### PASSAGE
---

Several campaigns stand out for Lori-anne, including the 2007 EBA where she felt the flood of emotion watching Victorian Secretary Lisa Fitzpatrick walk into Dallas Brooks Hall to announce victory. “There’s been many monumental moments along the way. It’s a fantastic experience to be part of the leadership team and have inspirational role models to learn from.”
Lori-anne officially began her new post last month, taking over from predecessor Maree Burgess.
Undoubtedly, the role presents new challenges and a chance to trigger change. Lori-anne says she is looking forward to tackling numerous key areas of focus within the ANMF, including protecting penalty rates, ensuring qualified staff in aged care, safeguarding universal healthcare, and supporting assisted dying legislation.
On a personal note, she plans to use her newfound voice to raise awareness about social justice issues like affordable housing and how a well-considered national housing strategy could positively impact the health of those disadvantaged.
Lori-anne describes herself as a natural leader, approachable and able to connect people together.
She is committed to the nursing profession and mobilising the nursing workforce. She says her promotion to Federal Vice President heralds a great opportunity to further her dedication to the union movement.
“I’ll be on a learning curve but I’m certainly ready for it. I’ll really enjoy the national perspective and challenge. I will be mindful of looking at issues from a national standpoint.”

---

### ENTRIES
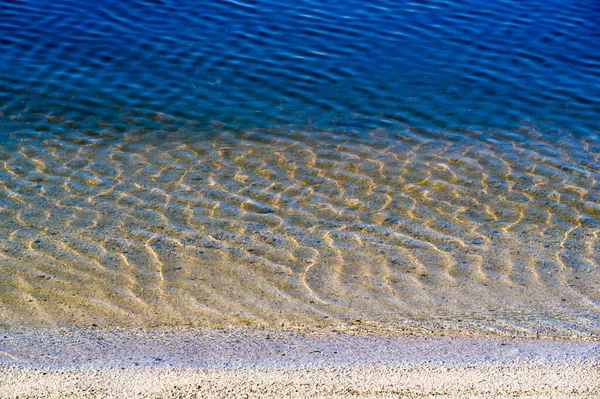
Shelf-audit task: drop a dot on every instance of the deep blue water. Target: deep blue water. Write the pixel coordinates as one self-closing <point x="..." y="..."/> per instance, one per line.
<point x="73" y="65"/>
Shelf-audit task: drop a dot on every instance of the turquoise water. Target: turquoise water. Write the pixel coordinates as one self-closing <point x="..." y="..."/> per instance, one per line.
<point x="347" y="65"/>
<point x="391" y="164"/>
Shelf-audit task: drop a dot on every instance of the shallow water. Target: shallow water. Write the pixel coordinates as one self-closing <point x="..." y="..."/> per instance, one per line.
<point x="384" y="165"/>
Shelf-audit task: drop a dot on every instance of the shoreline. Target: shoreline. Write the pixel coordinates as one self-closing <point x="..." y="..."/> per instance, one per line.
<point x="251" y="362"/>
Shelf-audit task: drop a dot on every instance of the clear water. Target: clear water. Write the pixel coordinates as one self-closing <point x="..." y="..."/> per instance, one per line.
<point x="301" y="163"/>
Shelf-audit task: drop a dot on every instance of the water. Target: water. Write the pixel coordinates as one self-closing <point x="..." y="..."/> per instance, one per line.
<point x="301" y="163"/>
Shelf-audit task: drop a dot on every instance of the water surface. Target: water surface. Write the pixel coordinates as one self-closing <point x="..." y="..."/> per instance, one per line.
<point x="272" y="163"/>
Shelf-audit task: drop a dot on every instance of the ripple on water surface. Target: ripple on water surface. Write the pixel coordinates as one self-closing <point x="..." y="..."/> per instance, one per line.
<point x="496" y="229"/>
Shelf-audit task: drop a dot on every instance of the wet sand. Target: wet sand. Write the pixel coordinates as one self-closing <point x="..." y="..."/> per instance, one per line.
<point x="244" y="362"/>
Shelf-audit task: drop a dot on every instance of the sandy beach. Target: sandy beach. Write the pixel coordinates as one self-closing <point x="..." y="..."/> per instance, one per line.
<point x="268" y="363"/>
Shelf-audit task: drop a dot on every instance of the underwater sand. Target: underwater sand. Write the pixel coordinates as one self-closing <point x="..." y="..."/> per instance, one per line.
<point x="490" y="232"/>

---

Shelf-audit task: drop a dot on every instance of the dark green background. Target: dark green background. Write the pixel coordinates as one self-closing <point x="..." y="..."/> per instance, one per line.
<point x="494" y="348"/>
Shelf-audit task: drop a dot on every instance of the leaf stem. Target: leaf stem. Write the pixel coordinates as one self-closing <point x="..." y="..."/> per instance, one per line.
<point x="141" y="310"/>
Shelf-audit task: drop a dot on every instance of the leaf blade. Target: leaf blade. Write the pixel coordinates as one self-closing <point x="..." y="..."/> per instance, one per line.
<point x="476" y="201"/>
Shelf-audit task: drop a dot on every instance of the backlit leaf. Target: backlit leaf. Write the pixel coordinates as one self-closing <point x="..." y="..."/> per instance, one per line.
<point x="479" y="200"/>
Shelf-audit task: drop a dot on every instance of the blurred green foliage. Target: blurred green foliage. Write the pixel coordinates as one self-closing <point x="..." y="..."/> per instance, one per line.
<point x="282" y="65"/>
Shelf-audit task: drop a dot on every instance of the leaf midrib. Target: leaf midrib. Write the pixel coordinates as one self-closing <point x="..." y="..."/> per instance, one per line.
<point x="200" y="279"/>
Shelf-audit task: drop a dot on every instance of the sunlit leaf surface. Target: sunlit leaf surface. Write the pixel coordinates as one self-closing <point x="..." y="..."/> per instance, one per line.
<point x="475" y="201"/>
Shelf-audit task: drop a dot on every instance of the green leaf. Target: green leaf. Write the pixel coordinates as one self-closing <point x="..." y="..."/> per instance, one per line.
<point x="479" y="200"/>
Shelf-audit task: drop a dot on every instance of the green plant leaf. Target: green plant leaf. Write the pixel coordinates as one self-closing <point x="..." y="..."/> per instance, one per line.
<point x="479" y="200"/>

---

### PROBLEM STATEMENT
Say whether each statement agrees with the passage about Lori-anne's new role, answering yes or no and quoting the deciding words of the passage exactly: (a) Lori-anne succeeded Maree Burgess in the post. (b) The EBA victory that Lisa Fitzpatrick announced at Dallas Brooks Hall took place in 2009. (c) Lori-anne intends to raise awareness about affordable housing. The material has no connection to the text.

### ANSWER IN FULL
(a) Yes: "taking over from predecessor Maree Burgess."
(b) No: "the 2007 EBA where she felt the flood of emotion watching Victorian Secretary Lisa Fitzpatrick walk into Dallas Brooks Hall to announce victory."
(c) Yes: "raise awareness about social justice issues like affordable housing."